(begin)
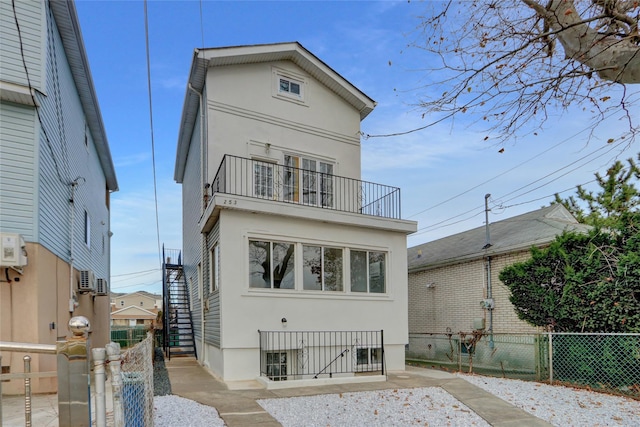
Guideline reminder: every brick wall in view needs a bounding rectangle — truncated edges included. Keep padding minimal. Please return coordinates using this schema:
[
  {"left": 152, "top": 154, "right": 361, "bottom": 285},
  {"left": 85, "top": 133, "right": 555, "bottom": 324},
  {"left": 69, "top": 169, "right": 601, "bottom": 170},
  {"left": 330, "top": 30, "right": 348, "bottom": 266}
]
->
[{"left": 409, "top": 250, "right": 538, "bottom": 333}]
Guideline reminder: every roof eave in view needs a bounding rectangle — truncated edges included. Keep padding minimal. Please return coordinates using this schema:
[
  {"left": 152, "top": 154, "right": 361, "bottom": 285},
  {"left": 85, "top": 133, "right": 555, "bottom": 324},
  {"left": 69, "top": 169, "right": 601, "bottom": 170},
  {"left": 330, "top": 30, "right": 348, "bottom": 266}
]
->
[{"left": 50, "top": 1, "right": 118, "bottom": 191}]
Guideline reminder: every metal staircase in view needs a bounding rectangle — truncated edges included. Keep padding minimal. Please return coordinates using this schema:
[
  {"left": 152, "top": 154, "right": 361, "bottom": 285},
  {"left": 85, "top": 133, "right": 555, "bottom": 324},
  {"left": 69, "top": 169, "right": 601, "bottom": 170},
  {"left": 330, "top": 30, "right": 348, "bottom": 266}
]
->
[{"left": 162, "top": 247, "right": 197, "bottom": 360}]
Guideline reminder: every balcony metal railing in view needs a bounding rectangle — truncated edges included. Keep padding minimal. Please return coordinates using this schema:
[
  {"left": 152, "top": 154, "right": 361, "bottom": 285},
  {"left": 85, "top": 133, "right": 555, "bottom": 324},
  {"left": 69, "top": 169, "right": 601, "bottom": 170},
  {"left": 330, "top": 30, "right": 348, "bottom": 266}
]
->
[
  {"left": 258, "top": 331, "right": 385, "bottom": 381},
  {"left": 211, "top": 155, "right": 400, "bottom": 219}
]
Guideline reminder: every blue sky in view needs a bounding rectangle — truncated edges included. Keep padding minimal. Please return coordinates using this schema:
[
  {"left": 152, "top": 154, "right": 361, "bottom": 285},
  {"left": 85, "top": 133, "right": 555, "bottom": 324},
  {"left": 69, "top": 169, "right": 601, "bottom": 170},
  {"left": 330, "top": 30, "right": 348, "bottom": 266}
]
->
[{"left": 76, "top": 0, "right": 640, "bottom": 292}]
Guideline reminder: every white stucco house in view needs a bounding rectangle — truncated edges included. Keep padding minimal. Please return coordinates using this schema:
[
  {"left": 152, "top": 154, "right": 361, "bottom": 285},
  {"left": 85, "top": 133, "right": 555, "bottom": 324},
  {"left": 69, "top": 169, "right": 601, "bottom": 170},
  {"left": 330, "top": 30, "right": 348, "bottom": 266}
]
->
[
  {"left": 175, "top": 42, "right": 417, "bottom": 382},
  {"left": 0, "top": 0, "right": 118, "bottom": 393}
]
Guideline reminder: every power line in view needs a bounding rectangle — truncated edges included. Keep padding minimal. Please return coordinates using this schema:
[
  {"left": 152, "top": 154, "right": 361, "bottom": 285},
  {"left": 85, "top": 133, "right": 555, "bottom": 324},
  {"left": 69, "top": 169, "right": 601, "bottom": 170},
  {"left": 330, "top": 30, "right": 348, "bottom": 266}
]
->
[
  {"left": 144, "top": 0, "right": 162, "bottom": 265},
  {"left": 111, "top": 268, "right": 161, "bottom": 278}
]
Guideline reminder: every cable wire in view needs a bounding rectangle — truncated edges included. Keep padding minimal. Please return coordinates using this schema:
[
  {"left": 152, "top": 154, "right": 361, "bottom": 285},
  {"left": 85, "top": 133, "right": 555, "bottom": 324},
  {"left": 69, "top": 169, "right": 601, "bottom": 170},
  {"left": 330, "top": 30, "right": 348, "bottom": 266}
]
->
[{"left": 144, "top": 0, "right": 162, "bottom": 266}]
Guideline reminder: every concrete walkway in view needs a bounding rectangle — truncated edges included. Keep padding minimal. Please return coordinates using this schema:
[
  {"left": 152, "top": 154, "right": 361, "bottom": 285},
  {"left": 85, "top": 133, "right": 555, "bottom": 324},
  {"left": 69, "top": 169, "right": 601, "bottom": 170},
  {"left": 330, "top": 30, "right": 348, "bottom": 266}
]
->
[{"left": 165, "top": 357, "right": 550, "bottom": 427}]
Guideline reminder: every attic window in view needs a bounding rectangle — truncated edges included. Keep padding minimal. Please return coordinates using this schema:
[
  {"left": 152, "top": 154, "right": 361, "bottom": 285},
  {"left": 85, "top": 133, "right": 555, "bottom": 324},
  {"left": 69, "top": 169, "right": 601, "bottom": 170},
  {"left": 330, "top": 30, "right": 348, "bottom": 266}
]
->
[
  {"left": 280, "top": 77, "right": 300, "bottom": 96},
  {"left": 272, "top": 68, "right": 307, "bottom": 104}
]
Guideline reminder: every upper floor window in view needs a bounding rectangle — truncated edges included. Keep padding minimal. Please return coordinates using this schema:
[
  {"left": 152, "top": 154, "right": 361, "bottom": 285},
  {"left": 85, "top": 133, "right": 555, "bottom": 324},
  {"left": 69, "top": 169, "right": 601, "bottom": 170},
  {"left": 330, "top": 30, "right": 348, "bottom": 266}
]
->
[
  {"left": 350, "top": 249, "right": 386, "bottom": 293},
  {"left": 249, "top": 240, "right": 295, "bottom": 289},
  {"left": 302, "top": 245, "right": 343, "bottom": 292}
]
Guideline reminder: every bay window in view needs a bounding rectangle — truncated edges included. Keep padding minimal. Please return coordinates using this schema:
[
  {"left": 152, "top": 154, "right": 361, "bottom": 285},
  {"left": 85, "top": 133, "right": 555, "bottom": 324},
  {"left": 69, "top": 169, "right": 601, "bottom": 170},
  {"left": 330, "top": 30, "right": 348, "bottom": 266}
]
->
[
  {"left": 249, "top": 240, "right": 295, "bottom": 289},
  {"left": 302, "top": 245, "right": 343, "bottom": 292}
]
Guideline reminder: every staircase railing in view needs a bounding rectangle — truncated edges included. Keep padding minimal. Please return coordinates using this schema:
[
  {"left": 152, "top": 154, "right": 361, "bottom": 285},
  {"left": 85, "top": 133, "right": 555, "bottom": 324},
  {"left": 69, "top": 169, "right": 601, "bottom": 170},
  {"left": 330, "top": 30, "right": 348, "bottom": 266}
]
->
[{"left": 258, "top": 330, "right": 385, "bottom": 381}]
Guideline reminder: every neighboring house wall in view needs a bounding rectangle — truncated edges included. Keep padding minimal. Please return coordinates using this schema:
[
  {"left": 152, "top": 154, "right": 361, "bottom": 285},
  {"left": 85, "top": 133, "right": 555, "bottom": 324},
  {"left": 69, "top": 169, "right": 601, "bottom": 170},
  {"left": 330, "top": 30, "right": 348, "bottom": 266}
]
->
[
  {"left": 409, "top": 251, "right": 537, "bottom": 334},
  {"left": 0, "top": 1, "right": 46, "bottom": 92},
  {"left": 0, "top": 1, "right": 117, "bottom": 393}
]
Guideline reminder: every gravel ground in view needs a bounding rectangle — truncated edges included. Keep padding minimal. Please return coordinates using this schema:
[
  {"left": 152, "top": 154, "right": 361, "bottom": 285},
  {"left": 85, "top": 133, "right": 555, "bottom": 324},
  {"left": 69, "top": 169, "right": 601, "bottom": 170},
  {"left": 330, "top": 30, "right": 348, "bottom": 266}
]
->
[
  {"left": 154, "top": 349, "right": 640, "bottom": 427},
  {"left": 155, "top": 375, "right": 640, "bottom": 427}
]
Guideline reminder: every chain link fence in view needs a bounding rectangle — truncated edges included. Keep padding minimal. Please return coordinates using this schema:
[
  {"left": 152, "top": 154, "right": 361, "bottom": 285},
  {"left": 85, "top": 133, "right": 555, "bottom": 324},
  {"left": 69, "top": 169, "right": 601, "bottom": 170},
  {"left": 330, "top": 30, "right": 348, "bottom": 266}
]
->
[
  {"left": 406, "top": 331, "right": 640, "bottom": 399},
  {"left": 121, "top": 333, "right": 154, "bottom": 427}
]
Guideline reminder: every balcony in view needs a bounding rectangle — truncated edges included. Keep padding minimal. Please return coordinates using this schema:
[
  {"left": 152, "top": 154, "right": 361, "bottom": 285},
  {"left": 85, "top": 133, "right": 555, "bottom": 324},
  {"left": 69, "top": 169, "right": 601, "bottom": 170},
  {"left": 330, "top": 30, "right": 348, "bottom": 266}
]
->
[{"left": 211, "top": 155, "right": 400, "bottom": 219}]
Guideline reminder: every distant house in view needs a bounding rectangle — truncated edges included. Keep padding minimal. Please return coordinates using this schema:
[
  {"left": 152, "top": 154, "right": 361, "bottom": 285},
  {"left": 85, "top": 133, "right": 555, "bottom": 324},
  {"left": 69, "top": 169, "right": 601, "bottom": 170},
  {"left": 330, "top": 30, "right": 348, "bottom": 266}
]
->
[
  {"left": 175, "top": 42, "right": 416, "bottom": 381},
  {"left": 111, "top": 291, "right": 162, "bottom": 327},
  {"left": 0, "top": 0, "right": 118, "bottom": 393},
  {"left": 408, "top": 204, "right": 589, "bottom": 334},
  {"left": 111, "top": 291, "right": 162, "bottom": 311}
]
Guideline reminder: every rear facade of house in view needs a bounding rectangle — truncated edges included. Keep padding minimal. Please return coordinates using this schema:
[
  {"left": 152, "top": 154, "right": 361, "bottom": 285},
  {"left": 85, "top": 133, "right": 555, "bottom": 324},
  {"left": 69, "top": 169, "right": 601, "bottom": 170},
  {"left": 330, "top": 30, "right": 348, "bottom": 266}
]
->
[{"left": 175, "top": 43, "right": 416, "bottom": 381}]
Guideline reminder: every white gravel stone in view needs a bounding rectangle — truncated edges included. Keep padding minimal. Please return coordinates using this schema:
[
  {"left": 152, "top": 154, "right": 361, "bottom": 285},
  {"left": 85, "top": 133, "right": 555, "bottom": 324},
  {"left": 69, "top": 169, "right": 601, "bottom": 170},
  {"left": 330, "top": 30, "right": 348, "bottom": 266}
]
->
[
  {"left": 154, "top": 374, "right": 640, "bottom": 427},
  {"left": 258, "top": 387, "right": 489, "bottom": 427},
  {"left": 153, "top": 395, "right": 225, "bottom": 427},
  {"left": 458, "top": 374, "right": 640, "bottom": 426}
]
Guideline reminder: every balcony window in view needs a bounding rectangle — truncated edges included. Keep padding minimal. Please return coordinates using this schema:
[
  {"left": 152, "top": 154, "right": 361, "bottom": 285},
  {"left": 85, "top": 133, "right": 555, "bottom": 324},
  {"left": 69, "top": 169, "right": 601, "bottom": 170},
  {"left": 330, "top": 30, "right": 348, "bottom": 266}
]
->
[
  {"left": 253, "top": 162, "right": 274, "bottom": 199},
  {"left": 302, "top": 245, "right": 343, "bottom": 292},
  {"left": 283, "top": 155, "right": 333, "bottom": 208}
]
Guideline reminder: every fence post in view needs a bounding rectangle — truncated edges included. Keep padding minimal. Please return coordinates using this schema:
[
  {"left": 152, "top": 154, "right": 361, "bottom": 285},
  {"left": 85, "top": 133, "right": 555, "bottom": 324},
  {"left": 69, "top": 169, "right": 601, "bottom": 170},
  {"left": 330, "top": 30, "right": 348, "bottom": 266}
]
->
[
  {"left": 91, "top": 348, "right": 107, "bottom": 427},
  {"left": 56, "top": 316, "right": 91, "bottom": 427},
  {"left": 549, "top": 332, "right": 553, "bottom": 384},
  {"left": 106, "top": 342, "right": 124, "bottom": 427},
  {"left": 23, "top": 355, "right": 31, "bottom": 427}
]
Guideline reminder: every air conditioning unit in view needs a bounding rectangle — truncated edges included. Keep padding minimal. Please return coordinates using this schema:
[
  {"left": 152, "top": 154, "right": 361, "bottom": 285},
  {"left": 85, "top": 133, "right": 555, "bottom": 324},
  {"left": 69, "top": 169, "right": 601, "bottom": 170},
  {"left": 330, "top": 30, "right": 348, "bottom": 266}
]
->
[
  {"left": 78, "top": 270, "right": 96, "bottom": 292},
  {"left": 0, "top": 233, "right": 27, "bottom": 268},
  {"left": 480, "top": 298, "right": 495, "bottom": 310},
  {"left": 96, "top": 279, "right": 109, "bottom": 295}
]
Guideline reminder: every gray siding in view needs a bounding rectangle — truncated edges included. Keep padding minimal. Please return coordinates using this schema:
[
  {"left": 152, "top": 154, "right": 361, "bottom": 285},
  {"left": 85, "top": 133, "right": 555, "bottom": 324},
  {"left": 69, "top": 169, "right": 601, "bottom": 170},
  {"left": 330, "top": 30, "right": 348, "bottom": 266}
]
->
[
  {"left": 39, "top": 5, "right": 110, "bottom": 278},
  {"left": 0, "top": 0, "right": 45, "bottom": 90},
  {"left": 0, "top": 102, "right": 38, "bottom": 241},
  {"left": 209, "top": 222, "right": 223, "bottom": 347},
  {"left": 182, "top": 115, "right": 202, "bottom": 340}
]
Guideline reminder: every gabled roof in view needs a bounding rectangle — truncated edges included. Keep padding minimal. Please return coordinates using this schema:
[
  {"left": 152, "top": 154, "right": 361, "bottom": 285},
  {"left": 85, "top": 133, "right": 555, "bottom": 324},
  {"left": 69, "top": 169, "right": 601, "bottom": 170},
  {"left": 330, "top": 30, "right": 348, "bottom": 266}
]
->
[
  {"left": 174, "top": 42, "right": 376, "bottom": 182},
  {"left": 50, "top": 1, "right": 118, "bottom": 191},
  {"left": 111, "top": 305, "right": 157, "bottom": 319},
  {"left": 407, "top": 204, "right": 590, "bottom": 272}
]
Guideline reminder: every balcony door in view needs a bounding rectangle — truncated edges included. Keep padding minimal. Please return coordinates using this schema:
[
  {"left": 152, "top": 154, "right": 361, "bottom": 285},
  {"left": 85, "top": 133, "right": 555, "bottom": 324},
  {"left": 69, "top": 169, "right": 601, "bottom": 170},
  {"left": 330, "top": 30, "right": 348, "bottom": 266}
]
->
[{"left": 283, "top": 155, "right": 333, "bottom": 208}]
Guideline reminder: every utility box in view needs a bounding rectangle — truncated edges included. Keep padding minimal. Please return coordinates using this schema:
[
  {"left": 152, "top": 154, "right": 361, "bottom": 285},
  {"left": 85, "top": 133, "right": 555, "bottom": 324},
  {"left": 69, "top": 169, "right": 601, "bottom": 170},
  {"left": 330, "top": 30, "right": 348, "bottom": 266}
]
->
[
  {"left": 0, "top": 233, "right": 27, "bottom": 268},
  {"left": 473, "top": 317, "right": 484, "bottom": 331}
]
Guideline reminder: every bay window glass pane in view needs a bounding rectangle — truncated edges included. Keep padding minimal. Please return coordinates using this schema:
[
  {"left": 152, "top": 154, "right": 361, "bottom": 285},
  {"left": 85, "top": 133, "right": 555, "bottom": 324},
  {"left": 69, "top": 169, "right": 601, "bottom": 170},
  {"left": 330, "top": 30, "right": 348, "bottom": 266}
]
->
[
  {"left": 350, "top": 250, "right": 367, "bottom": 292},
  {"left": 273, "top": 242, "right": 295, "bottom": 289},
  {"left": 323, "top": 248, "right": 343, "bottom": 292},
  {"left": 249, "top": 240, "right": 271, "bottom": 288},
  {"left": 302, "top": 246, "right": 322, "bottom": 291},
  {"left": 369, "top": 252, "right": 386, "bottom": 293}
]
(end)
*Written problem*
Locate every line in the listing above that contains the string "wall", and copy each of those lines in full.

*Full output*
Guideline reminder: every brick wall in view needs a bounding rectangle — truncated edges included. Keep padding minimal. Please return coordinates using this schema:
Guideline reminder: every neighboring house wall in view needs a bounding rectangle — truncated edges included. Keep padding minimal. Please return coordinates using this schema:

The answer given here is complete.